- Task brief -
Please transcribe the data that follows, keeping every line exact.

- Supplied material -
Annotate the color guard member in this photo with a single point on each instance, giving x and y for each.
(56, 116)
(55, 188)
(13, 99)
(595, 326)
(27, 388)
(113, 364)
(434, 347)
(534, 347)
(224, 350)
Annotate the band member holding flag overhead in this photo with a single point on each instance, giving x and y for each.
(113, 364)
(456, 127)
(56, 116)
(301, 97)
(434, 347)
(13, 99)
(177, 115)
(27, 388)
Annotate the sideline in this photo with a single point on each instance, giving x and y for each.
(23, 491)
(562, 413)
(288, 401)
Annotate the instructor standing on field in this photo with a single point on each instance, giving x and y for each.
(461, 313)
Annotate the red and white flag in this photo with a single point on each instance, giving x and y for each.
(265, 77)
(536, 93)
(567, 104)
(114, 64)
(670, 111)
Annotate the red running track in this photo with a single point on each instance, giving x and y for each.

- Answer for this exercise -
Annotate the color guard member in this photo with a single point on each instance, giving x and y for each.
(56, 116)
(55, 188)
(13, 99)
(595, 326)
(27, 388)
(113, 364)
(434, 347)
(534, 347)
(224, 350)
Annotate the band member holding flag overhead in this photo with a single point on each instance, giving x and y for each.
(113, 364)
(456, 127)
(56, 116)
(301, 97)
(434, 347)
(13, 99)
(177, 115)
(27, 388)
Annotate the sideline in this photo with a single point on each instance, giving x and y for each.
(23, 491)
(562, 413)
(288, 401)
Annotate the instructor standing on field in this photo with a single point on each instance, giving x and y for each.
(461, 313)
Annotate the red and white flag in this photo with a single point on each instance, giving x and y for each.
(265, 77)
(536, 93)
(567, 104)
(114, 64)
(670, 111)
Annotate the red running track in this photo with a single point on each instance, giving x and y for each.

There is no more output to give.